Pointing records
==================================================
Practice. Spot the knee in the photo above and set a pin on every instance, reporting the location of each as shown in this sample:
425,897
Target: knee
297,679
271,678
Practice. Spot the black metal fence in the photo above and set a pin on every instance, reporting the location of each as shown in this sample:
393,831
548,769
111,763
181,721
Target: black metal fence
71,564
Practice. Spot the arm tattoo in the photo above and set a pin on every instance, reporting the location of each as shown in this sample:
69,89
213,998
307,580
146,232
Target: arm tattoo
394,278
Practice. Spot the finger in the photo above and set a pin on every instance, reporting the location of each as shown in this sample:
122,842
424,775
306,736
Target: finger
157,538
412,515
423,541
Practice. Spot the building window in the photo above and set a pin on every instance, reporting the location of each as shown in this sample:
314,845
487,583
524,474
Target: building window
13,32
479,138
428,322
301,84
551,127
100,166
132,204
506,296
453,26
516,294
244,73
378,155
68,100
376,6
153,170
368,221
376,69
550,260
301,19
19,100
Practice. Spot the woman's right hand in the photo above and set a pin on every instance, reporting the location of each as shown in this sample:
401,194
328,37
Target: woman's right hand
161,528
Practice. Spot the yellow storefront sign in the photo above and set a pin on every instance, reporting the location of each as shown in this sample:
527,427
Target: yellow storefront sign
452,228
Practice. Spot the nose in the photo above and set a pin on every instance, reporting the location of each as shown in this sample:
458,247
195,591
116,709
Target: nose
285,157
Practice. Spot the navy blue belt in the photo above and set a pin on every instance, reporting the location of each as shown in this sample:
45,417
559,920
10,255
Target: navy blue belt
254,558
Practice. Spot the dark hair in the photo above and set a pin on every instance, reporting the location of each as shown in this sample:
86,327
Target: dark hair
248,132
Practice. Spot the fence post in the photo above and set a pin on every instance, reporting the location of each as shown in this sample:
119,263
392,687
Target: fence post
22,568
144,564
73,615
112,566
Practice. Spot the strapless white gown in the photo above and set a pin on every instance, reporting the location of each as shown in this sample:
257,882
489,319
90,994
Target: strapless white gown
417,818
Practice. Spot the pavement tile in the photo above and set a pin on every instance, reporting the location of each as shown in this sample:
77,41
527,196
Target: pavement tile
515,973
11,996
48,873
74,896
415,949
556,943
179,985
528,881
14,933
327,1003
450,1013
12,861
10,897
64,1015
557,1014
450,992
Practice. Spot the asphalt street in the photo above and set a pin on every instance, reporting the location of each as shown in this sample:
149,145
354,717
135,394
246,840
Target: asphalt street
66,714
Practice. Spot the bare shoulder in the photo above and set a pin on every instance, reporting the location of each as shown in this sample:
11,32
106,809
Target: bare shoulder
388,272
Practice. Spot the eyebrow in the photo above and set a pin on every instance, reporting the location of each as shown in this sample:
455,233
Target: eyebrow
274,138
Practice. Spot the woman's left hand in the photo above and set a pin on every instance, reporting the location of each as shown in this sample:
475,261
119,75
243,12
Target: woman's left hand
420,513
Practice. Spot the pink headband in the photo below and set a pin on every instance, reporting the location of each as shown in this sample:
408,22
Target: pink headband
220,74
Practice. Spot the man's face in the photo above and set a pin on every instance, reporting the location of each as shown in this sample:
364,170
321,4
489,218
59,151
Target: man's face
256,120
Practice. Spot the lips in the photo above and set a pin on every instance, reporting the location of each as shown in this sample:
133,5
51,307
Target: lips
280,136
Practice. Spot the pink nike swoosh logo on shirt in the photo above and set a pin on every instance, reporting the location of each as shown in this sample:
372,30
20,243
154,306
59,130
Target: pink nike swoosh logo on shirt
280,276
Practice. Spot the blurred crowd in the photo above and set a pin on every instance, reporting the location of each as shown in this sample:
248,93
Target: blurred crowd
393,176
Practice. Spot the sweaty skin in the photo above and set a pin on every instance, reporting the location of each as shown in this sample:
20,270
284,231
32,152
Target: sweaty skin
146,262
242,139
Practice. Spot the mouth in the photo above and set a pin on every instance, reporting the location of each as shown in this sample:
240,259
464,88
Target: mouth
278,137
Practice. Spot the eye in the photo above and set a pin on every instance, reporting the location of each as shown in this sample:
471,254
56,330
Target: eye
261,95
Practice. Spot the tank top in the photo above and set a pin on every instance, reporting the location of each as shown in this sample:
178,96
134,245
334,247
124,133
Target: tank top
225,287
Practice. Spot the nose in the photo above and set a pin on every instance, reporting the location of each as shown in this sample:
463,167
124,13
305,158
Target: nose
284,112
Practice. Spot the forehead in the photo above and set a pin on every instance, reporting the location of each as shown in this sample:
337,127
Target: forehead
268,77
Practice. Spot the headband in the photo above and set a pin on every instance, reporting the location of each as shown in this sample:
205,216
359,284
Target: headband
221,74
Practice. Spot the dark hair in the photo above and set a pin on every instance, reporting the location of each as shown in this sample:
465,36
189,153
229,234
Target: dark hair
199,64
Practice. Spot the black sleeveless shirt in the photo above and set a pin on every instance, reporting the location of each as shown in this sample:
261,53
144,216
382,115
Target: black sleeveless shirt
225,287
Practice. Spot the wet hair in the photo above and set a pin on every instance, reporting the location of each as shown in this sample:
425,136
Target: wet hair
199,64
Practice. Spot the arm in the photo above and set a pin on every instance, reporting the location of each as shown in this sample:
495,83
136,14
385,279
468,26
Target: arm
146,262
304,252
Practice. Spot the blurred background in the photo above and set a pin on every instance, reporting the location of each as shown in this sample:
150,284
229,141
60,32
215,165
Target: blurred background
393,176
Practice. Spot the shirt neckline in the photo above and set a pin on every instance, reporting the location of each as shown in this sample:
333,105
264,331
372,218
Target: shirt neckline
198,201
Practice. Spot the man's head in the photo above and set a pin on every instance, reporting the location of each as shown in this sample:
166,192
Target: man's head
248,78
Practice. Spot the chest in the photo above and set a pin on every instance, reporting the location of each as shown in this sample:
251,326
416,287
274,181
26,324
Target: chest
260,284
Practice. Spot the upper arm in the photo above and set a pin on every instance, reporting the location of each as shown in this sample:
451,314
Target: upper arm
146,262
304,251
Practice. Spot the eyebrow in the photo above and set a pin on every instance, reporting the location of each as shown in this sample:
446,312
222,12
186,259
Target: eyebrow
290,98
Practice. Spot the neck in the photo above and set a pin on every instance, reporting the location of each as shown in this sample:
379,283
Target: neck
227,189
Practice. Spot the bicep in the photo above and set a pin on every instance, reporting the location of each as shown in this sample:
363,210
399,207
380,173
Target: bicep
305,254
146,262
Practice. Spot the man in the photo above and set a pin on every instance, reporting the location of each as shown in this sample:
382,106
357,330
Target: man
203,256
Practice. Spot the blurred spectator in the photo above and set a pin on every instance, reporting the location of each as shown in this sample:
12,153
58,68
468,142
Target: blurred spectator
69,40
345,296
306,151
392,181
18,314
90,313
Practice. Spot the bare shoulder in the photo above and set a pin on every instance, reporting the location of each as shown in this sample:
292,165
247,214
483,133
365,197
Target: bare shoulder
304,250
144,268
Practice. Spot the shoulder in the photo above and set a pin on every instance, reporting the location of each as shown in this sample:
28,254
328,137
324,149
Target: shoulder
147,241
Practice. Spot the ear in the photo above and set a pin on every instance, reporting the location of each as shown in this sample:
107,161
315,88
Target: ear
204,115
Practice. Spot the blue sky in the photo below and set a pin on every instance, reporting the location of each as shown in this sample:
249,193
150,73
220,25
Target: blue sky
==================================================
Copy out the data shown above without altering anything.

SOLUTION BELOW:
Practice. Spot the knee in the photo above and set a pin on every instance, reporting the location of each as shown in this sample:
425,897
Target: knee
297,679
271,678
Practice. Spot the black metal fence in the photo above and set a pin on every instance, reporting the location of each as shown in this sample:
393,831
548,769
111,763
181,721
Target: black metal fence
71,564
Practice. Spot the arm tattoo in the photo above and set a pin on every instance, reporting the location of each as shown in this sample:
69,89
213,998
307,580
146,232
Target: arm tattoo
394,278
Practice. Spot the finger in the photo above and set a pin on every instance, reporting the location of each as shown in this sample:
122,842
424,775
306,736
Target: finger
157,538
412,515
423,541
Practice. Spot the building window in the photo above and set a pin on every instance, reporting the location of each as shown in this sample:
314,845
487,583
524,474
Target: building window
13,32
479,138
428,322
301,84
551,127
100,166
132,204
506,296
453,26
516,294
244,73
378,155
68,100
376,6
153,170
368,221
376,69
550,260
301,19
19,100
Practice. Spot the woman's right hand in the photo above and set a pin on every instance, reporting the location of each as shown in this sample:
401,194
328,37
Target: woman's right hand
161,528
Practice. Spot the yellow storefront sign in the photo above and set a pin on every instance, reporting the location of each as shown in this sample:
527,427
Target: yellow storefront sign
452,228
Practice. Spot the nose in the photo above and set a pin on every instance, reporting the location of each as shown in this sample:
458,247
195,591
116,709
Target: nose
285,157
Practice. Spot the navy blue belt in the photo above and set a pin on every instance, reporting the location of each as shown in this sample:
45,417
559,920
10,255
Target: navy blue belt
254,558
Practice. Spot the dark hair in the photo above and set a pin on every instance, reporting the location of each as shown in this sample:
86,327
Target: dark hair
248,132
Practice. Spot the fence post in the photo above and set a pin on every instance, reporting the location of each as shown in this sample:
119,263
392,687
Target: fence post
22,568
144,564
73,615
112,566
Practice. Spot the strapless white gown in the photo above and set a pin on every instance, reporting the location of each as shown in this sample:
257,882
489,319
90,994
Target: strapless white gown
417,818
Practice. Spot the pavement tile in the photo above and set a pin on every instance, reporting the location of each as shown in this sample:
77,41
527,196
Target: pavement tile
515,973
11,996
48,873
74,896
415,949
556,943
179,985
528,881
14,933
327,1003
450,1013
12,861
10,897
64,1015
557,1014
450,992
Practice. Spot the asphalt street in the photo above and set a pin on every instance, reporting the location of each as shown in this sample:
149,145
354,717
135,394
246,840
Target: asphalt street
66,714
Practice. Spot the bare shoulder in the photo above and set a pin on every instance, reporting the location of each as shown in this sample:
11,32
106,809
Target: bare shoulder
388,272
Practice. Spot the eyebrow in the photo above and set a pin on every instance, reporting the location of each as shown in this sample:
455,233
Target: eyebrow
274,138
Practice. Spot the woman's left hand in the photo above and set a pin on every instance, reporting the location of each as shown in this sample:
475,261
119,75
243,12
Target: woman's left hand
420,513
Practice. Spot the pink headband in the photo below and set a pin on every instance, reporting the location of each as shown in this sample:
408,22
Target: pink headband
220,74
Practice. Spot the man's face in the photo above and set a pin on every instance, reporting the location of each as shown in this sample:
364,170
321,4
489,218
59,151
Target: man's face
256,120
Practice. Spot the lips in the photo above and set a pin on every instance, reporting the location of each as shown in this sample:
133,5
51,307
Target: lips
280,136
Practice. Spot the pink nike swoosh logo on shirt in the photo above and set a pin on every instance, reporting the location of each as shown in this sample:
372,30
20,243
154,306
59,130
Target: pink nike swoosh logo on shirt
280,276
Practice. Spot the blurred crowd in the photo above and set a pin on every instance, reporting the location of each as shown in this sample:
248,93
Target: blurred crowd
393,176
Practice. Spot the sweaty skin in the photo above and set a pin on every instance, reporting the location of each as shown in this sample:
20,270
284,231
32,152
Target: sweaty skin
146,262
242,139
Practice. Spot the mouth in the photo above and set a pin on every instance, reporting the location of each as shown in this sample:
240,259
464,88
Target: mouth
278,137
Practice. Spot the eye in the photo above and set a pin on every instance, reporting the location of each as shown in this sample:
471,254
56,330
Target: eye
261,95
Practice. Spot the tank top in the photo above and set a pin on every instance, reporting the location of each as shown in this sample:
178,96
134,245
334,247
124,133
Target: tank top
225,287
Practice. Spot the nose in the photo above and set a pin on every instance, reporting the location of each as shown in this sample:
463,167
124,13
305,158
Target: nose
284,112
Practice. Spot the forehead in the photo above and set a pin on every instance, reporting the location of each as shown in this sample:
337,127
Target: forehead
268,77
Practice. Spot the headband in the photo above and set a pin on every instance, reporting the location of each as shown in this sample:
205,216
359,284
Target: headband
221,74
Practice. Spot the dark hair in the photo above and set a pin on every instance, reporting the location of each as shown in this sample:
465,36
189,153
229,234
Target: dark hair
199,64
Practice. Spot the black sleeveless shirt in the photo above and set a pin on every instance, reporting the location of each as shown in this sample:
261,53
144,216
382,115
Target: black sleeveless shirt
225,287
Practice. Spot the wet hair in the photo above and set a pin on every instance, reporting the location of each as shown in this sample:
425,136
Target: wet hair
199,64
Practice. Spot the arm in the photo above and set a pin on every instance, reporting the location of each as shown in this sample:
495,83
136,14
385,279
468,26
Target: arm
146,262
304,252
Practice. Spot the blurred background in the photo above and set a pin on every instance, reporting the location of each as shown in this sample:
150,284
229,141
60,32
215,165
Target: blurred background
393,176
Practice. Spot the shirt neckline in the photo above and set a pin on every instance, reporting the location of each as shown in this sample:
333,105
264,331
372,218
Target: shirt neckline
198,201
Practice. Spot the man's head in the photo above and set a pin on every instance, reporting the location of each as shown in this sample:
166,192
Target: man's head
248,78
Practice. Spot the chest in the photo above and set a pin on every instance, reporting the location of each as shown in this sample:
251,326
416,287
274,181
26,324
Target: chest
260,284
Practice. Spot the upper arm in the photo above and set a pin on every instance, reporting the location of each as shown in this sample:
451,314
Target: upper arm
146,262
304,251
Practice. Spot the eyebrow in the photo above and set a pin on every instance, reporting the location of each as shown in this sample:
446,312
222,12
186,259
Target: eyebrow
290,98
Practice. Spot the neck in the photo above and set a pin on every instance, reporting the location of each as shown in this sample:
379,283
Target: neck
227,189
Practice. Spot the bicep in the photo above and set a pin on every instance, reporting the location of each as shown in this sample:
363,210
399,207
380,173
Target: bicep
305,254
146,262
Practice. Spot the man in the photo above and set a pin on every instance, reporting the location of each as shown in this sample:
382,106
357,330
Target: man
203,256
Practice. Spot the blurred spectator in the photo above and set a pin on every instance, reporting the location of each as shown in this sample:
12,153
58,68
468,142
Target: blurred spectator
69,40
345,296
306,151
392,181
18,314
90,313
Practice. Spot the bare shoulder in the photo above and set a pin on every instance, reporting the location of each as shown in this sample:
292,165
247,214
483,133
365,197
Target: bare shoulder
304,250
144,268
Practice. Spot the shoulder in the photo above and set a pin on every instance, reporting the location of each as shown in this sample:
28,254
328,137
324,149
Target: shoulder
147,241
Practice. Spot the ear in the photo above and set a pin on every instance, reporting the location of each as shown in this sample:
107,161
315,88
Target: ear
204,115
Practice. Spot the blue sky in the photo below and set a pin on every instance, reporting the location of each as shown in this sample:
249,193
150,73
220,25
Target: blue sky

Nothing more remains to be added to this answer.